Image location labeling entries:
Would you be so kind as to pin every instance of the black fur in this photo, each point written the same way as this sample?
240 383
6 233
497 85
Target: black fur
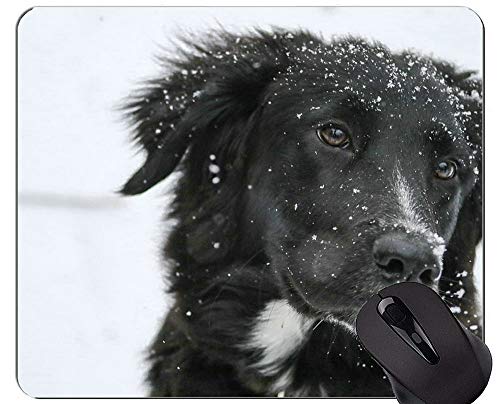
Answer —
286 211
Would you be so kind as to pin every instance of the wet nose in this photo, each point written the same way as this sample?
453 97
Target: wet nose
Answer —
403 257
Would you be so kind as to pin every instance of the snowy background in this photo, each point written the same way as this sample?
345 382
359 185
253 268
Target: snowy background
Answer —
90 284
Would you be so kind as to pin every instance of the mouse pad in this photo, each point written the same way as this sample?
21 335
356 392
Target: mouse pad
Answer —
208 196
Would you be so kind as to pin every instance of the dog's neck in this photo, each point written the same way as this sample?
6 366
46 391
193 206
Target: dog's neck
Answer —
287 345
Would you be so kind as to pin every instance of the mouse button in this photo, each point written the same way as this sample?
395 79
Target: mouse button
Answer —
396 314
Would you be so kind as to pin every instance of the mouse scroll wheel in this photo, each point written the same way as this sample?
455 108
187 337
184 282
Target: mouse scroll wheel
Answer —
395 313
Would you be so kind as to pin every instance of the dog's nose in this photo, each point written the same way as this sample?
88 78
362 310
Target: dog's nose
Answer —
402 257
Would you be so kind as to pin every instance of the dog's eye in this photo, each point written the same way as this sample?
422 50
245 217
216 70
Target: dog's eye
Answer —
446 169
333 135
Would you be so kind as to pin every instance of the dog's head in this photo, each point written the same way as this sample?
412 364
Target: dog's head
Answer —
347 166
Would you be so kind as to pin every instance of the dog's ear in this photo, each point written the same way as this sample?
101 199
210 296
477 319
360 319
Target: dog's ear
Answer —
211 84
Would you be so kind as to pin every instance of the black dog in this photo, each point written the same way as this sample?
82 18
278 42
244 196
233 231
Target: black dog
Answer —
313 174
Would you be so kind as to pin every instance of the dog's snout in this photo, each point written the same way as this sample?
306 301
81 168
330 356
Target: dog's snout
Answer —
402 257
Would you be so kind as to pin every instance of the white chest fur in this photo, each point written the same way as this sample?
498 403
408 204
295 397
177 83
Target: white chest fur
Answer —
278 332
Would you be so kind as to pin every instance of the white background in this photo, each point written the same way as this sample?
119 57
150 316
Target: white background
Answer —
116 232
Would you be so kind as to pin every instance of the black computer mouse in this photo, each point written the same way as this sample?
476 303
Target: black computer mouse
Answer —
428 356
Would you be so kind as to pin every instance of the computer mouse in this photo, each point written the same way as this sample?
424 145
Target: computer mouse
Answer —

---

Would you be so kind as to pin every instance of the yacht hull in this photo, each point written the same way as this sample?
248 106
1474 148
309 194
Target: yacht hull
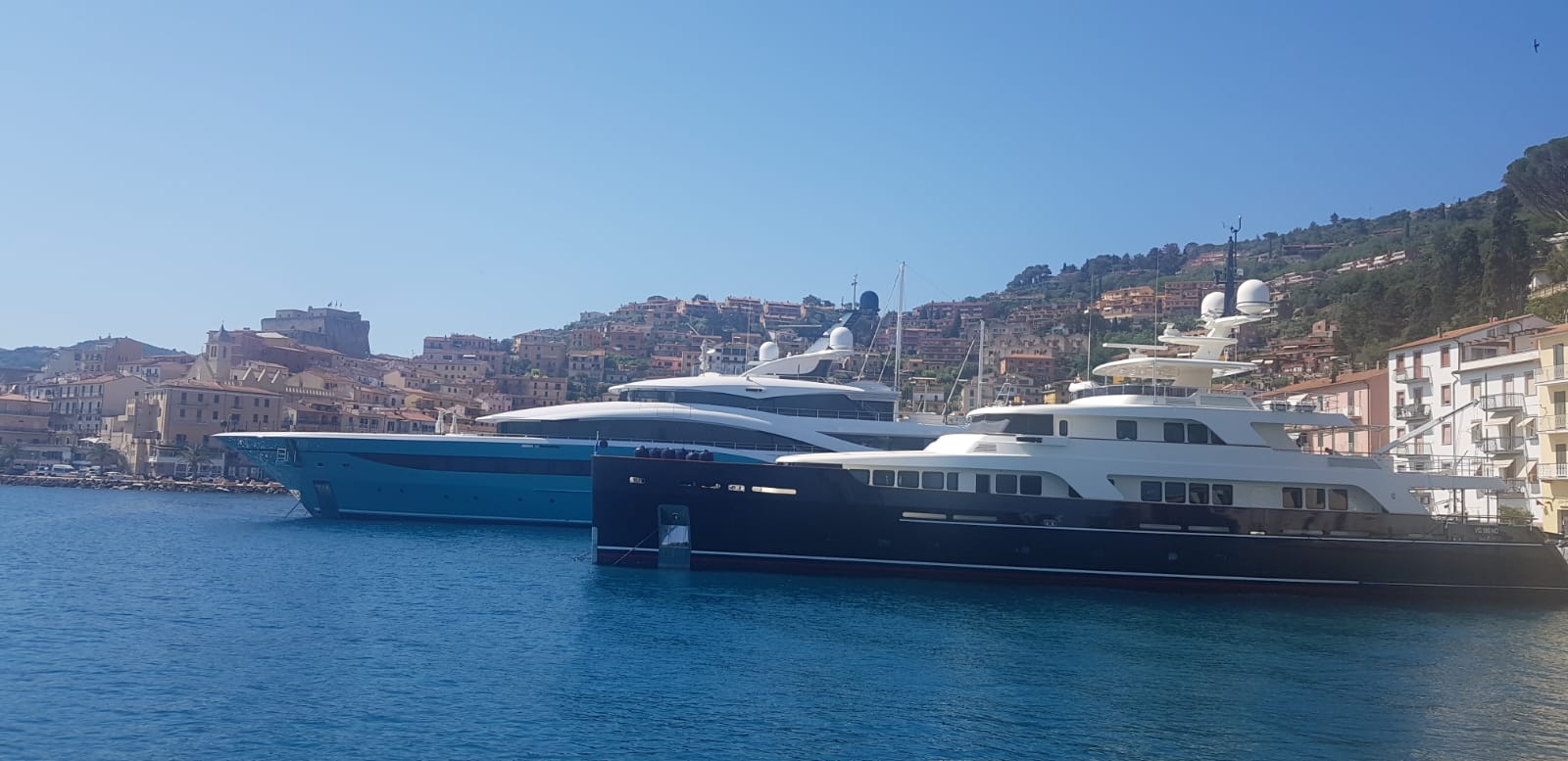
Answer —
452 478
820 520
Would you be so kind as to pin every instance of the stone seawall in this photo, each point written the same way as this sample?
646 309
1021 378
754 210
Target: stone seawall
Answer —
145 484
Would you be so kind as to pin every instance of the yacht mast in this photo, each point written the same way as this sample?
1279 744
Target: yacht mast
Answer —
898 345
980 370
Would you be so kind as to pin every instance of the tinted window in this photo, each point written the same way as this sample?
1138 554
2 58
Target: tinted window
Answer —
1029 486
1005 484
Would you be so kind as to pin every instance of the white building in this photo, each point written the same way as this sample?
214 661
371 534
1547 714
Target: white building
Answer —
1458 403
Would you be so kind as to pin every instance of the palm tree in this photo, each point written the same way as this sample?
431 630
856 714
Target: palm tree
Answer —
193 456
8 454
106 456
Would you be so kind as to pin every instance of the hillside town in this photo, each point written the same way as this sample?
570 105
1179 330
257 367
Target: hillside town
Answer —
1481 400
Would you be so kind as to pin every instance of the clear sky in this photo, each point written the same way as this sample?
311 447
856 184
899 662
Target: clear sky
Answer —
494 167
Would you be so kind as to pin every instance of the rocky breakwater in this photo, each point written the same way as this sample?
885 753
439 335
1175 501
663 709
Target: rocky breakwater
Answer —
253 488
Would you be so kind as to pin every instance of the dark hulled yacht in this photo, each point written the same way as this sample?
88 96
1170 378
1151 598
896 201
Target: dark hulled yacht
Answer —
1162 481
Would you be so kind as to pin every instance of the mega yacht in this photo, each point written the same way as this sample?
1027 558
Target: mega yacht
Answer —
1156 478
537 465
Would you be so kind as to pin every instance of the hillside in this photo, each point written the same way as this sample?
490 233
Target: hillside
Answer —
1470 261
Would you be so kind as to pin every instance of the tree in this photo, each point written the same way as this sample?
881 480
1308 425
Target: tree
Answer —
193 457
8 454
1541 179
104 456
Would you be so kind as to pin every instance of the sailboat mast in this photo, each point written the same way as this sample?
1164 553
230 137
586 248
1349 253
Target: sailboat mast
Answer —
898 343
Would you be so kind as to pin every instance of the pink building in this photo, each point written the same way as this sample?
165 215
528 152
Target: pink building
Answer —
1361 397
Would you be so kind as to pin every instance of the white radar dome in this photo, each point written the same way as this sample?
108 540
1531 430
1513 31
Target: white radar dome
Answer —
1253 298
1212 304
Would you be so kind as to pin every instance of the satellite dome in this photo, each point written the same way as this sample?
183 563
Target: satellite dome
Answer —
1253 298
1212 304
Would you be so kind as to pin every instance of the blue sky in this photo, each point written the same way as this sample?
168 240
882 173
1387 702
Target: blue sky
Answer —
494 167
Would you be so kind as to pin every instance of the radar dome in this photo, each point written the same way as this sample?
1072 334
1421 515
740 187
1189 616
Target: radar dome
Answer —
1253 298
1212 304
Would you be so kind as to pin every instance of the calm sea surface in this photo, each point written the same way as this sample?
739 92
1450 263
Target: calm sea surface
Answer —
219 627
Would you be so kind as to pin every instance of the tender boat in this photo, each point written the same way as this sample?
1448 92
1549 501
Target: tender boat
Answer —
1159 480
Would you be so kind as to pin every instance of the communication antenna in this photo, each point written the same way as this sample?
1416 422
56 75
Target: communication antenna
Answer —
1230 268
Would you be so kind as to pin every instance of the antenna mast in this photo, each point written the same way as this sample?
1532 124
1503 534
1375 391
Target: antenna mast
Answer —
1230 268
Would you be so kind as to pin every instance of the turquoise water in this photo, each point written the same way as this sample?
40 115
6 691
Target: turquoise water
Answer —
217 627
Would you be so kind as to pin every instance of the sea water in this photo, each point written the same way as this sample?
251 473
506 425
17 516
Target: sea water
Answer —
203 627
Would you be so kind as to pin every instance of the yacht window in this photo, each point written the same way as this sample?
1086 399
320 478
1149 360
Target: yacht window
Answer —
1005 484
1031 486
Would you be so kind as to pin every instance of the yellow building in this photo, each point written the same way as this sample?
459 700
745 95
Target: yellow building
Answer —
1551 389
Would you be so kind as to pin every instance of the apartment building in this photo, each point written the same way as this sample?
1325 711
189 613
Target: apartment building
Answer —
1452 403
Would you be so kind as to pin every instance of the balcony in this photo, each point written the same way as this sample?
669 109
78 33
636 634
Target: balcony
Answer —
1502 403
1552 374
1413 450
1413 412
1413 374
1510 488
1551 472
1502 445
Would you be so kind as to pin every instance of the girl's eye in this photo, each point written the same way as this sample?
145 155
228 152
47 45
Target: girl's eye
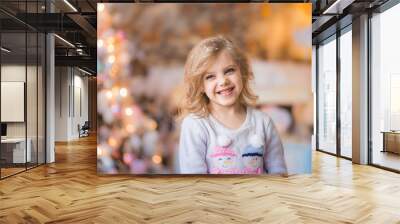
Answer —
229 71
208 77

→ **EXERCISE BRIEF**: Show every line above that contains the string "palm", treating uppercase and lowercase as different.

→ **EXERCISE RESPONSE**:
Would you be so kind as to pin every instance of the palm tree in this photo, each point written the same way as this sample?
Target: palm tree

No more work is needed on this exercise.